Could the data underneath be repeated exactly, in full?

### Given records
***

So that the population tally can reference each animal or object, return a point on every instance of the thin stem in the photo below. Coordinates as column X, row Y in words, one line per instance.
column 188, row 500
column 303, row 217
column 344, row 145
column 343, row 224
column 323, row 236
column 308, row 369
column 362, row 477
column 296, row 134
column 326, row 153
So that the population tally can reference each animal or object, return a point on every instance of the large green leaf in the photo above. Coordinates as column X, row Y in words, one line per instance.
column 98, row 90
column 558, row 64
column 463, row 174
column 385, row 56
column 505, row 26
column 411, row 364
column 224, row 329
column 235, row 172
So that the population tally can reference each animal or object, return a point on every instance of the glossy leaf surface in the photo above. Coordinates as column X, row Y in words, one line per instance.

***

### Response box
So that the population tally can reference each animal or object, return a point on every instance of the thin stem in the photo below. Coordinates as column X, row Y in words, one line per instance.
column 188, row 500
column 303, row 217
column 344, row 145
column 343, row 224
column 323, row 236
column 308, row 369
column 362, row 477
column 296, row 134
column 326, row 153
So that the population tally can reference each animal or object, return a point on every instance of the large green leaf in the photo above. Coordinates as column X, row Y in words, one line per instance.
column 98, row 90
column 558, row 64
column 463, row 174
column 385, row 56
column 505, row 26
column 411, row 364
column 224, row 329
column 235, row 172
So that the population tally can reference each animal or object, return a point on every instance of the glossy leaf surface in the photo above. Coordinates as column X, row Y in words, one line per instance.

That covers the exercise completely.